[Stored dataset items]
>>>>

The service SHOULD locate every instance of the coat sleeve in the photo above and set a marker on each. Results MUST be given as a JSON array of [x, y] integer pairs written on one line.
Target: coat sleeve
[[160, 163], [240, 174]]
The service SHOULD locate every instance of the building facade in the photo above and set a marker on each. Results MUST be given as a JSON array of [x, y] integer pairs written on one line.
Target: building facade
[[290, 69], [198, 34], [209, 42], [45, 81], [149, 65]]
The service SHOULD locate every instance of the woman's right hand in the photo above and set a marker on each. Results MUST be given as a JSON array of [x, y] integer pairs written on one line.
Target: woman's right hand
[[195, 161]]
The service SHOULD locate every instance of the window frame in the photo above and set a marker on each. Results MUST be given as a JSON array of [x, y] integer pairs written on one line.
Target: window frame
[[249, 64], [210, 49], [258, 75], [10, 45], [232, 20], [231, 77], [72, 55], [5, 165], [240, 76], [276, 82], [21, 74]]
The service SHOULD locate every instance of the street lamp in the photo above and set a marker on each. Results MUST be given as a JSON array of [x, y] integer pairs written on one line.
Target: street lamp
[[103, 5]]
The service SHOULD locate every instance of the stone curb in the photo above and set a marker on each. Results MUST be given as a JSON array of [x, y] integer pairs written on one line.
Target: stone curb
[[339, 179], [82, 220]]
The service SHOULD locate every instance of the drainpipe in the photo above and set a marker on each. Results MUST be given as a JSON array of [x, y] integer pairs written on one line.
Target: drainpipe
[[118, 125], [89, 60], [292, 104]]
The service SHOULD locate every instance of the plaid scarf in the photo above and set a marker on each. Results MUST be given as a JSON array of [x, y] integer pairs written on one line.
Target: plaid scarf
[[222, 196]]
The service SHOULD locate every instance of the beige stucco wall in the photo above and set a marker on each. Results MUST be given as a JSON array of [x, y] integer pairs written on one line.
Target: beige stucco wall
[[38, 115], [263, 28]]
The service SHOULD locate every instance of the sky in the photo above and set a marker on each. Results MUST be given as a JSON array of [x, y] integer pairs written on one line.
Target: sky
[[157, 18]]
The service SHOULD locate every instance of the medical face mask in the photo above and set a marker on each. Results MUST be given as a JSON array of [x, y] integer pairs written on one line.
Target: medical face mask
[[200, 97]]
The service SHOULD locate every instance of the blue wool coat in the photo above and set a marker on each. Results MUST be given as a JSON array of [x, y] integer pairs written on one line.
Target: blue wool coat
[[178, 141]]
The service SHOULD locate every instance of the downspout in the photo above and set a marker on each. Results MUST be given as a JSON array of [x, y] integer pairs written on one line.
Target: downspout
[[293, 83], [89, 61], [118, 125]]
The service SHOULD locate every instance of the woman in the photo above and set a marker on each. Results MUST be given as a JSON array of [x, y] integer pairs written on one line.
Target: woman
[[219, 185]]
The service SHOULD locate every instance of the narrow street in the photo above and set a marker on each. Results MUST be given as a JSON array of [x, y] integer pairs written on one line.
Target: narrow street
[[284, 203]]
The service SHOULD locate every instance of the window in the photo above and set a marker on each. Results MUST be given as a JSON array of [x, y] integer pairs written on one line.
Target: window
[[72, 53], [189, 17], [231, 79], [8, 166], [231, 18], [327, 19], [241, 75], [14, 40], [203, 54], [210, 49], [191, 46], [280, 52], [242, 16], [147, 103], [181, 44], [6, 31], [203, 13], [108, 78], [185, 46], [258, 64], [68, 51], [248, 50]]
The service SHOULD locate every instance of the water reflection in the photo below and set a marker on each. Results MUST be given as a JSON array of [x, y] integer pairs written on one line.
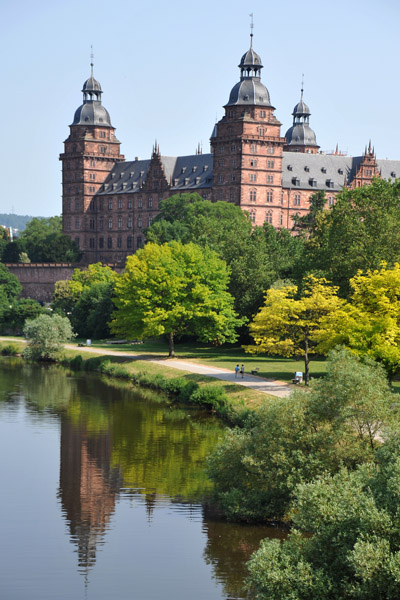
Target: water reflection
[[119, 446]]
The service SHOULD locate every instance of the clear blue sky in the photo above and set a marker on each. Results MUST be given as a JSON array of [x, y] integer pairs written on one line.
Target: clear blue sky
[[166, 69]]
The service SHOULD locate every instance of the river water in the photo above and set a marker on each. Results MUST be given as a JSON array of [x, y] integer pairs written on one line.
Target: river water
[[103, 494]]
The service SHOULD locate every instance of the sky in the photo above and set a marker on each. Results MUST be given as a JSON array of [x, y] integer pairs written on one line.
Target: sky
[[167, 68]]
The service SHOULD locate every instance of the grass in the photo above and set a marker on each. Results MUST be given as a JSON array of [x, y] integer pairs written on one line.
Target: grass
[[225, 357]]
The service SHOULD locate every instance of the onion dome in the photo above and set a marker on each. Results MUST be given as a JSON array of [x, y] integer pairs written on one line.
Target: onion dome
[[250, 90], [92, 112], [301, 134]]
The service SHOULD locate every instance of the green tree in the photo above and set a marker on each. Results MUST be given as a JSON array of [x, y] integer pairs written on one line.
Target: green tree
[[360, 231], [287, 325], [293, 440], [369, 324], [256, 256], [175, 289], [352, 544], [46, 336]]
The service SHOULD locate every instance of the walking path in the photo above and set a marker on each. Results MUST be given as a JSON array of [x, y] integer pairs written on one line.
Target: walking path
[[267, 386]]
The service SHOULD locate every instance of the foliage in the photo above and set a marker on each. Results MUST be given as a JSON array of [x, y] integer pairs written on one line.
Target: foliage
[[43, 241], [9, 350], [293, 440], [256, 256], [287, 325], [47, 335], [352, 546], [175, 289], [360, 231], [369, 324], [87, 299]]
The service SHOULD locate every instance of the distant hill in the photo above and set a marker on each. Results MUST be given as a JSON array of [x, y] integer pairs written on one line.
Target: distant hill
[[15, 221]]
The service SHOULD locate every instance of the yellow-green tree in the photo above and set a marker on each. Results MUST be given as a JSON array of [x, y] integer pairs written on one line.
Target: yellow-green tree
[[175, 289], [287, 325], [369, 324]]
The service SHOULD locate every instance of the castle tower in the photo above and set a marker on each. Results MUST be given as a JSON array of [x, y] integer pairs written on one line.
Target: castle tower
[[300, 137], [247, 147], [90, 152]]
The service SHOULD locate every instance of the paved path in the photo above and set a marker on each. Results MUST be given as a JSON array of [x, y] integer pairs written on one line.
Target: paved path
[[268, 386]]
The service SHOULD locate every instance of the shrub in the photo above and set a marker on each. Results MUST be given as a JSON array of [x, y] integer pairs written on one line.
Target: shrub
[[9, 350]]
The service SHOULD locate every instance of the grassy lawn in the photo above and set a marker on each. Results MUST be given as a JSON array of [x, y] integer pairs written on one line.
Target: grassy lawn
[[227, 357]]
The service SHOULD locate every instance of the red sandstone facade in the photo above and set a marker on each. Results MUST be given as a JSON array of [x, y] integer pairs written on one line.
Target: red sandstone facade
[[109, 202]]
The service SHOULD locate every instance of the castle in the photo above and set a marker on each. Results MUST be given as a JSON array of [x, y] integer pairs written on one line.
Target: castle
[[108, 202]]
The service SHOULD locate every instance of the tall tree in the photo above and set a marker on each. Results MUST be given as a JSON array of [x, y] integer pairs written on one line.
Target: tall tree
[[360, 231], [175, 289], [287, 324]]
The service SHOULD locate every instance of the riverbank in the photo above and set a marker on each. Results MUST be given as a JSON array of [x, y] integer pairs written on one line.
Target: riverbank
[[214, 388]]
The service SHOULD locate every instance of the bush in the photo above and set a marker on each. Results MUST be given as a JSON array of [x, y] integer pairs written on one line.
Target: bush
[[9, 350], [210, 396]]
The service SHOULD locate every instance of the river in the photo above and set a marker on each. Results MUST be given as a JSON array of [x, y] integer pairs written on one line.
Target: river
[[103, 494]]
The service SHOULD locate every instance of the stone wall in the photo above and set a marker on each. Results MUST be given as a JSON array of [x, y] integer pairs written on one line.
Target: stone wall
[[38, 279]]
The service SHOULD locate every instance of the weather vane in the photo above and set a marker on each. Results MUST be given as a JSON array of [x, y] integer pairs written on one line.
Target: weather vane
[[251, 28]]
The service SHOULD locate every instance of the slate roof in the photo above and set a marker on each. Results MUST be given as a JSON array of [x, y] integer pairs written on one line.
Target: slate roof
[[300, 169], [184, 173]]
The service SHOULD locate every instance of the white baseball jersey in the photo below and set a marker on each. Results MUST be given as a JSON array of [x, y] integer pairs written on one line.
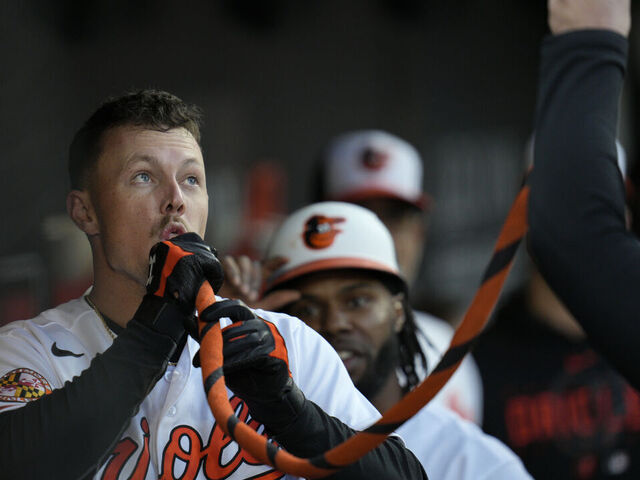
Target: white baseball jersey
[[463, 392], [451, 448], [173, 434]]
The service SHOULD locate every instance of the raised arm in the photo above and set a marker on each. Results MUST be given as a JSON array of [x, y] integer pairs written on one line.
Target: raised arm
[[578, 236]]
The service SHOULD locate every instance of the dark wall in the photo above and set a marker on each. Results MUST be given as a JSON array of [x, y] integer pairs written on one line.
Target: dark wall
[[276, 79]]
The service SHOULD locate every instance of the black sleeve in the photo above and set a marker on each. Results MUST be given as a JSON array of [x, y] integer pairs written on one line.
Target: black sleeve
[[576, 212], [70, 431], [314, 432]]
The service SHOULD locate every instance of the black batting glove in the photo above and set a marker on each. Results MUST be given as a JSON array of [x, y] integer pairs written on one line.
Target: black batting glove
[[255, 366], [177, 269]]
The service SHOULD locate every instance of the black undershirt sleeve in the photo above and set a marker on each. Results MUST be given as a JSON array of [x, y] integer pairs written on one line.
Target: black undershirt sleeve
[[314, 432], [69, 433], [576, 211]]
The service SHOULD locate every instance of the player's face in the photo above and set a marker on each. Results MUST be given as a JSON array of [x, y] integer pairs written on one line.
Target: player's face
[[353, 311], [147, 186]]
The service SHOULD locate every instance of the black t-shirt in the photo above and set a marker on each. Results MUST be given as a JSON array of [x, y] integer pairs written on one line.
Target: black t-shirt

<<<<

Set problem →
Copy out everything from the line containing "The service SHOULD locate every instance of the beige" down to the line containing "[[200, 97]]", shifting each coordinate in the answers up by 104 and leaving every other line unchanged.

Reply →
The service SHOULD locate every instance of the beige stucco wall in the photo above and set a marker on each. Results MUST be given as a JSON array of [x, y] integer pairs written on one line.
Target: beige stucco wall
[[142, 219], [367, 132]]
The service SHOULD locate every instance of the sky in the photo above and set a marker on each. Results MUST be given as a JSON array of [x, y] integer pairs written on one line.
Target: sky
[[261, 122]]
The service SHOULD locate every instance of the medical face mask in the photo above and set a marker on each. Results MUST be given as a JSON array of [x, y] integer pairs written on one line.
Target: medical face mask
[[304, 201]]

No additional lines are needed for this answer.